Task »
Reproduce every entry exactly.
**** Records to process
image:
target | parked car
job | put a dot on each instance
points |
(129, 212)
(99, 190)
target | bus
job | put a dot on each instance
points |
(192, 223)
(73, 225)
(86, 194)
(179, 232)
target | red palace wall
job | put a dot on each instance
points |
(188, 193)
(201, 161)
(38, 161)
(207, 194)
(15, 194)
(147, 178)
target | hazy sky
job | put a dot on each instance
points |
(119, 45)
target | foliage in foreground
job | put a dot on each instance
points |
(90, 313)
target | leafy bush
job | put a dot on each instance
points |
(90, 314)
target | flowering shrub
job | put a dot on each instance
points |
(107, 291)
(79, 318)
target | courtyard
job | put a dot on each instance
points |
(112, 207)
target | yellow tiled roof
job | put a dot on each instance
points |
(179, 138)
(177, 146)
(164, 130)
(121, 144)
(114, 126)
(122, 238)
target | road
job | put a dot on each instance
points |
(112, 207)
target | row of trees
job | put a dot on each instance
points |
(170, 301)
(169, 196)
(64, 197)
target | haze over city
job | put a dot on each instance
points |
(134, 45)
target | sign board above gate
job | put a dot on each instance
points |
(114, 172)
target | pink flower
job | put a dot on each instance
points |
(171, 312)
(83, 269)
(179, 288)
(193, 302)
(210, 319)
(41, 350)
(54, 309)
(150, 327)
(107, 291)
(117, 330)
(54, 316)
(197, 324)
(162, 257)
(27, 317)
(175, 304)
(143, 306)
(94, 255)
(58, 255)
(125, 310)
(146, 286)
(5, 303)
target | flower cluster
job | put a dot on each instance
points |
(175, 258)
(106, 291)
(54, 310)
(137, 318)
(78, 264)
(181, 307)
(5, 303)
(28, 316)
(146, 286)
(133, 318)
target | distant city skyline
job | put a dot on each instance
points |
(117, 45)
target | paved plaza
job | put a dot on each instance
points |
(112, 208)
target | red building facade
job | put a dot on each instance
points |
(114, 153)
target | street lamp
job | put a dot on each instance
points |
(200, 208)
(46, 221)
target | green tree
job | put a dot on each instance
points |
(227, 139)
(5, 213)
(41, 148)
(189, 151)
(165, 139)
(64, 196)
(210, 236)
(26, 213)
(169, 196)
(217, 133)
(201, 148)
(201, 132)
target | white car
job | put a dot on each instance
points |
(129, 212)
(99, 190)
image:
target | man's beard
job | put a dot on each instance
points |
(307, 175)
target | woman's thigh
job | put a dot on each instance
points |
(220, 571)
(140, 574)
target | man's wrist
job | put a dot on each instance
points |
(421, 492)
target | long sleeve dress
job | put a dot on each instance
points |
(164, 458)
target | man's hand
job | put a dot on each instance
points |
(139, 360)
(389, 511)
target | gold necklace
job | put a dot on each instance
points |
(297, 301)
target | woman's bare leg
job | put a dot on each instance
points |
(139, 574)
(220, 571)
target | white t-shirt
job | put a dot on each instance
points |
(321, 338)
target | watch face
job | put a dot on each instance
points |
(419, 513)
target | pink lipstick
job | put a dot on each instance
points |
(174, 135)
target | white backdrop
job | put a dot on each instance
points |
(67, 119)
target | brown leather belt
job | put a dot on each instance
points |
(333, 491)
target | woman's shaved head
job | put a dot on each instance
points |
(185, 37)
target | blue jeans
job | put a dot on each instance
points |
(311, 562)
********
Solution »
image:
target | parked car
job | put a dot on each instance
points |
(129, 212)
(99, 190)
target | bus
job | put a dot on each instance
points |
(192, 223)
(73, 225)
(86, 194)
(179, 232)
target | red palace wall
job | put a dot on each instance
points |
(188, 193)
(201, 161)
(38, 161)
(207, 194)
(15, 194)
(147, 178)
target | hazy sky
job | put a dot on each instance
points |
(119, 45)
target | foliage in foreground
job | put a dot on each instance
points |
(90, 313)
target | leafy bush
job | put a dot on each instance
points |
(90, 314)
target | flowering shrub
job | put a dot on each instance
points |
(107, 291)
(79, 318)
target | courtyard
job | put a dot on each instance
points |
(112, 207)
target | yellow tiled roof
job | put a dot on each instance
points |
(179, 138)
(177, 146)
(164, 130)
(121, 144)
(114, 126)
(122, 238)
target | road
job | put a dot on each instance
points |
(112, 207)
target | row of trees
job | put a dot on each instance
points |
(170, 301)
(169, 196)
(64, 197)
target | haze over city
job | put a dot on each instance
points |
(134, 45)
target | sign board above gate
job | put a dot on each instance
points |
(114, 172)
target | pink flower
job | put a dot on each instance
points |
(171, 312)
(83, 269)
(179, 288)
(193, 302)
(210, 319)
(41, 350)
(54, 309)
(150, 327)
(107, 291)
(117, 330)
(54, 316)
(197, 324)
(162, 257)
(27, 317)
(175, 304)
(143, 306)
(94, 255)
(58, 255)
(125, 310)
(146, 286)
(5, 303)
target | flower cluster
job | put a dot on each instance
points |
(175, 258)
(106, 291)
(54, 310)
(137, 318)
(78, 264)
(181, 307)
(5, 303)
(28, 316)
(146, 286)
(133, 318)
target | distant city skyline
job | put a dot on each instance
points |
(117, 45)
target | paved plaza
job | put a dot on each instance
points |
(112, 208)
target | red building facade
job | put a dot on each instance
points |
(114, 153)
target | street lamp
job | put a dot on each instance
points |
(200, 208)
(46, 221)
target | green tree
job | put a dot on each instance
points |
(227, 139)
(5, 213)
(41, 148)
(189, 151)
(165, 139)
(64, 196)
(210, 236)
(26, 213)
(169, 196)
(217, 133)
(201, 148)
(201, 132)
target | white car
job | put a dot on each instance
points |
(129, 212)
(99, 190)
image:
target | man's beard
job | put a dot on each instance
points |
(307, 175)
target | woman's thigh
job | put a dot on each instance
points |
(220, 571)
(140, 574)
target | man's wrist
job | put a dot on each instance
points |
(421, 492)
target | long sleeve dress
job | put a dot on each instance
points |
(164, 458)
target | man's hand
job | put a dot on each instance
points |
(139, 360)
(389, 511)
target | gold necklace
job | put a dot on each instance
points |
(297, 301)
target | woman's bare leg
job | put a dot on each instance
points |
(139, 574)
(220, 571)
target | white t-shirt
job | put a dot on each instance
points |
(321, 338)
target | watch face
job | put a dot on each instance
points |
(419, 513)
target | pink lipstick
job | put a dot on each instance
points |
(174, 135)
target | white backdrop
job | put a dot on each instance
points |
(67, 119)
target | brown leather belt
job | put a dot on each instance
points |
(333, 491)
target | woman's shaved head
job | put a dot on each instance
points |
(185, 37)
target | blue jeans
job | put a dot on each instance
points |
(311, 562)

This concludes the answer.